### OBIETTIVO
Riprendi la lettera allo studente di storia sulla traccia d'esame e scrivine il seguito, cominciando subito dopo l'ultima frase riportata.

### PAGINA
Caro studente di
storia,
come cittadina
italiana ti chiedo scusa. Ti ho sempre detto che lo stato vero, quello
che tu incontri in mille modi nella tua giornata un po’ perplessa,
un po’ indifferente, non è la Repubblica dei filosofi, non è né
cultura al potere, né potere della cultura ma mai, dico mai, ti ho
fatto capire che si può, se si vuole, mettere insieme in una traccia
per l’Esame di Stato tale insipienza storiografica quale quella che
ti è stata proposta ieri: "Il terrore e la repressione politica
nei sistemi totalitari del Novecento".
Ti chiedo scusa,
anche, come insegnante di storia per averti insegnato cose che non ti
hanno aiutato certo a svolgere tale traccia.
Sì, ti ho detto che
i numeri contano nelle proporzioni degli accadimenti, ma non ti ho mai
insegnato a comprendere i fenomeni sulla base di una contabilità
secca: un mucchio di morti da qua, un mucchio più alto di morti da
là, dunque…
E, quando le
proporzioni erano necessarie, ti ho sempre spinto a controllare che
non ci fossero trucchi, che non si barasse sulle quantità, che ciò
che era nel dubbio dovesse essere lasciato nel dubbio: non si possono
ridurre le migliaia a centinaia e calcolare ad occhio le centinaia di
milioni. Ma non è questo il punto peggiore.
Ti ho insegnato,
almeno lo speravo, che le proporzioni dei fenomeni sono solo una spia
della loro vastità, ma che non ti danno modo di comprenderne la
qualità. Mi spiego. Da quando eri piccolo ti è stato insegnato che
per qualunque realtà storica si dovessero stabilire innanzitutto tre
dati: dove, quando, chi. Lo spazio, dunque, il tempo, i soggetti e le
loro relazioni possono aiutarti anche nella comprensione delle
quantità.
Seguimi un attimo:
nella traccia che ti è stata proposta si citano innanzitutto l’Italia,
senza date, ma tu lo sai che il fascismo è durato vent’anni circa.
Soggetti: prigionieri politici, confinati in domicilio coatto,
esiliati e fuoriusciti politici. E gli ebrei consegnati ai nazisti in
Italia, quelli spogliati di tutto, delle case e del lavoro, ed anche
della vita, dove li mettiamo? E i crimini di guerra in Etiopia, in
Grecia, in Albania, in Iugoslavia, crimini fascisti, tra cui rientra
anche la prima stagione delle foibe, non esistono? E poi, chi volle
tutto questo? In nome di che cosa?

### ELENCO DATI
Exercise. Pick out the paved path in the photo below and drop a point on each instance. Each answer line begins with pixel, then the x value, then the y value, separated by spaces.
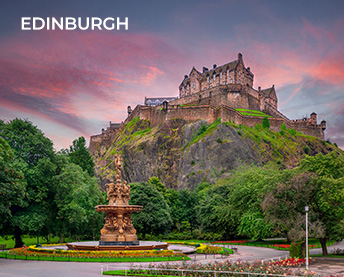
pixel 10 267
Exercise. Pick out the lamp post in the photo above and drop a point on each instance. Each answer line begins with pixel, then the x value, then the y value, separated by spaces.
pixel 307 261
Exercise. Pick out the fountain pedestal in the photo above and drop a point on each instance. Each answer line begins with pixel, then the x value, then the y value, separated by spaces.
pixel 118 233
pixel 118 228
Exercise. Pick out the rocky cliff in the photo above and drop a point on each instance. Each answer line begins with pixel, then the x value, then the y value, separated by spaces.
pixel 185 154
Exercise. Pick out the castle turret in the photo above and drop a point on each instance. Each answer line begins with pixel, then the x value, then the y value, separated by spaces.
pixel 313 118
pixel 323 125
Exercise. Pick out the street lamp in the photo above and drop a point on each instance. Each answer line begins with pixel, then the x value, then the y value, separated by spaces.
pixel 307 261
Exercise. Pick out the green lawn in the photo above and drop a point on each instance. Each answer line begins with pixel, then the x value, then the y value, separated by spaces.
pixel 112 260
pixel 27 240
pixel 122 272
pixel 332 256
pixel 272 243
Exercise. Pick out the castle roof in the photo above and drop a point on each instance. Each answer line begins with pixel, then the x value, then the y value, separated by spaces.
pixel 228 66
pixel 158 101
pixel 267 91
pixel 216 71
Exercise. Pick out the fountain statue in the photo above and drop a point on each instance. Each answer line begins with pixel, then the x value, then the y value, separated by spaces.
pixel 118 233
pixel 118 228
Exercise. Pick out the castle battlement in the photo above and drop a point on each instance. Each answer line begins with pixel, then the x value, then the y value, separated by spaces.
pixel 212 94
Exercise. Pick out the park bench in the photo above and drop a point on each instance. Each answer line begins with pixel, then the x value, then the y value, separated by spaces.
pixel 235 249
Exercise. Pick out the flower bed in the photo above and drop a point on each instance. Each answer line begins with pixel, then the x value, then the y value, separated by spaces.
pixel 231 242
pixel 337 251
pixel 201 270
pixel 292 262
pixel 41 252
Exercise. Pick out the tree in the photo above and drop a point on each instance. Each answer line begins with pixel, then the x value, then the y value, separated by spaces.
pixel 327 201
pixel 319 184
pixel 155 217
pixel 12 189
pixel 77 194
pixel 78 154
pixel 266 122
pixel 32 152
pixel 155 181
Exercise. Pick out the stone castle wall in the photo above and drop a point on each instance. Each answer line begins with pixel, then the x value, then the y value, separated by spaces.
pixel 209 112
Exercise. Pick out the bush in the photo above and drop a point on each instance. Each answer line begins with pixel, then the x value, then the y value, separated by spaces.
pixel 295 249
pixel 292 132
pixel 306 149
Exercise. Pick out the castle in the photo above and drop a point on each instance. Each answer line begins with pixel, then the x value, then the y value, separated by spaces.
pixel 224 92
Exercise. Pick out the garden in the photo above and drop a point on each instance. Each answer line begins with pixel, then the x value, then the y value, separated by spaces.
pixel 223 268
pixel 45 254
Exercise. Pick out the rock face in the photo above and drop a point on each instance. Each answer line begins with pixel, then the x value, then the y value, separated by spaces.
pixel 185 154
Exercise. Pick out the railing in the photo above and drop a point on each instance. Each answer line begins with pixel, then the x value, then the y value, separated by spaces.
pixel 185 271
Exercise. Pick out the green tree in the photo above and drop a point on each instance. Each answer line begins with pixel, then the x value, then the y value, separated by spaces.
pixel 155 217
pixel 77 194
pixel 78 154
pixel 155 181
pixel 266 122
pixel 327 199
pixel 183 204
pixel 32 150
pixel 12 189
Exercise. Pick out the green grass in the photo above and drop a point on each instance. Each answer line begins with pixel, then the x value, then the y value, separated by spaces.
pixel 27 241
pixel 208 130
pixel 271 243
pixel 329 255
pixel 73 259
pixel 122 272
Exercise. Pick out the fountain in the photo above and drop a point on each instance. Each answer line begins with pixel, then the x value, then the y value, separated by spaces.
pixel 118 232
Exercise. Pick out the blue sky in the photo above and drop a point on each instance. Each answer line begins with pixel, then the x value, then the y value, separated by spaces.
pixel 72 83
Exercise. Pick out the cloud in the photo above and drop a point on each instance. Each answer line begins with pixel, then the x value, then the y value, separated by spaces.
pixel 71 77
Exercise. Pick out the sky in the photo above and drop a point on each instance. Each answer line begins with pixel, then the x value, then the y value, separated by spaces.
pixel 72 83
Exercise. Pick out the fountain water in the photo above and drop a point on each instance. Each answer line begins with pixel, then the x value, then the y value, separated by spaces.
pixel 118 232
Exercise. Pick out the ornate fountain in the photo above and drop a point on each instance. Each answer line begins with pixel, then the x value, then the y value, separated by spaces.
pixel 118 228
pixel 118 232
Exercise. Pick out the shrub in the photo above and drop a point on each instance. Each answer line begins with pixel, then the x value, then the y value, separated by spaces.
pixel 295 249
pixel 306 149
pixel 292 132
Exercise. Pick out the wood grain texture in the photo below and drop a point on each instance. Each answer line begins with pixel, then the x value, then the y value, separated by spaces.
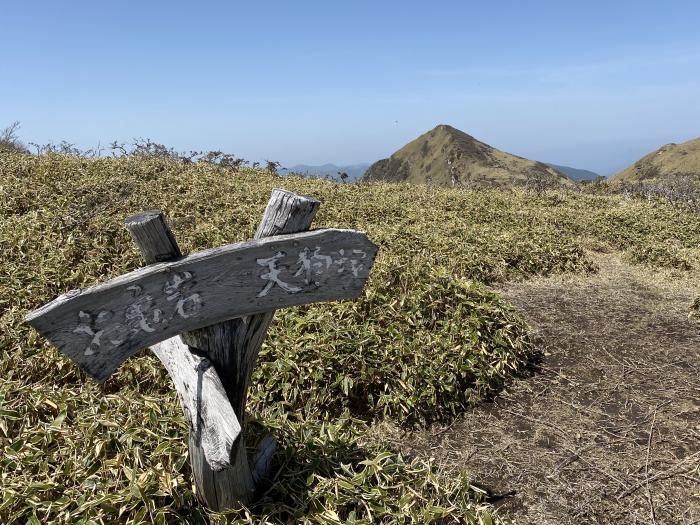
pixel 151 233
pixel 234 346
pixel 213 423
pixel 100 327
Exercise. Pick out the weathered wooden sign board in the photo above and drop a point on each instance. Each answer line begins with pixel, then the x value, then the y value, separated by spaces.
pixel 100 327
pixel 205 317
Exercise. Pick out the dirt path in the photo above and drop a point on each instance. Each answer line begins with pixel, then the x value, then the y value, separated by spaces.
pixel 608 430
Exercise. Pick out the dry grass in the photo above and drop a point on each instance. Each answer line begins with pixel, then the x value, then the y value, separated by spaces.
pixel 606 430
pixel 428 338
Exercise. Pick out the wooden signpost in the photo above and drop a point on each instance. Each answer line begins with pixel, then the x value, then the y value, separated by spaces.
pixel 205 317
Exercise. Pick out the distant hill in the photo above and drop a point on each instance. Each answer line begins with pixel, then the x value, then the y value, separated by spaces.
pixel 354 171
pixel 448 157
pixel 575 173
pixel 671 160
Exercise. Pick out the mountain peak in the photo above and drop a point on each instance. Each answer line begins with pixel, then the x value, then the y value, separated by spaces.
pixel 448 156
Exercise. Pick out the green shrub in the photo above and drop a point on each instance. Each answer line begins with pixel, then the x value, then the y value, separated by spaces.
pixel 419 347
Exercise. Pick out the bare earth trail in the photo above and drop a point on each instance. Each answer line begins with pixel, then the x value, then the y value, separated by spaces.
pixel 607 430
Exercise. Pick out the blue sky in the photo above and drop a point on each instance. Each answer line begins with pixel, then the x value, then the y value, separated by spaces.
pixel 584 83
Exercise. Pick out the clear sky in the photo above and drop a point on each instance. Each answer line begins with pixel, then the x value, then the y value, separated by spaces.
pixel 590 84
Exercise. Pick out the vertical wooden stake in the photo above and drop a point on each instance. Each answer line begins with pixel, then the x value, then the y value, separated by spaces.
pixel 231 348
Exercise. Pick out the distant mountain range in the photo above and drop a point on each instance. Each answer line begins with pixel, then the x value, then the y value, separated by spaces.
pixel 445 152
pixel 671 160
pixel 331 171
pixel 447 156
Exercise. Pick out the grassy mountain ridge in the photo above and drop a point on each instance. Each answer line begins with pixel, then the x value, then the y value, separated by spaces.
pixel 670 160
pixel 425 341
pixel 576 174
pixel 446 156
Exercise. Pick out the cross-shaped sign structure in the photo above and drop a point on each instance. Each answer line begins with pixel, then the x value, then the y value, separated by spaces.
pixel 205 317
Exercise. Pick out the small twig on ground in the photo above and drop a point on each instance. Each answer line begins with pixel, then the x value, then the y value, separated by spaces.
pixel 650 499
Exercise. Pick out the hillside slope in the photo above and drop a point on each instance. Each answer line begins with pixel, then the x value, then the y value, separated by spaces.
pixel 449 157
pixel 575 173
pixel 671 160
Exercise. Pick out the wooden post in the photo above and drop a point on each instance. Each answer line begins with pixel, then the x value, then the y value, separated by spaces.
pixel 205 316
pixel 231 348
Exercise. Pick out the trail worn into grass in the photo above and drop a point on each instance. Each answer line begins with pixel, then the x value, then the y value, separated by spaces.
pixel 607 430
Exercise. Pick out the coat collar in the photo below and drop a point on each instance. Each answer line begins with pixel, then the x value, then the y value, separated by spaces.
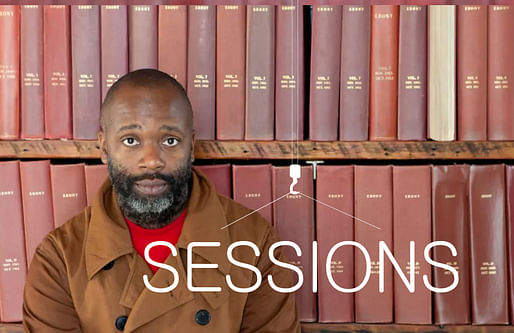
pixel 108 237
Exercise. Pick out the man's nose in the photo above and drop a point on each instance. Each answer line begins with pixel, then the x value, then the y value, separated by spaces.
pixel 151 159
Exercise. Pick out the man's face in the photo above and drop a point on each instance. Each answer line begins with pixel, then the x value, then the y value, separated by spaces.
pixel 148 147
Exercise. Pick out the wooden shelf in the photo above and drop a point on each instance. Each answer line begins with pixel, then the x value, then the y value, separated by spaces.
pixel 284 150
pixel 360 328
pixel 394 328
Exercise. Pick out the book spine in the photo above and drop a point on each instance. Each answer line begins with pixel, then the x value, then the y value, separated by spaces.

### RISPOSTA SCRITTA
Poi viene il nazismo:
Germania, 1933-1939, 1939-1941, "durante la guerra", dunque
1939-1945. Ti ho sempre insegnato che le periodizzazioni hanno un
senso per chi le formula ma, in questo caso, non so spiegarti, e me ne
scuso, il loro significato anche perché la punteggiatura è di quelle
che, se l’avessi usata così in un tuo compito, ti avrei invitato ad
essere meno ambiguo. I 6 milioni di ebrei e gli altri sono "stati
uccisi "durante la guerra" oppure "sono morti nei campi
di concentramento" come "più di un milione di deportati e
decine di migliaia di zingari"? E poi, morti come? Suicidi per
disperazione, vittime delle inclemenze del tempo, o perché malati e
deboli per conto loro? Comunque, anche qui abbiamo dei soggetti,
vittime senza ombra di carnefici.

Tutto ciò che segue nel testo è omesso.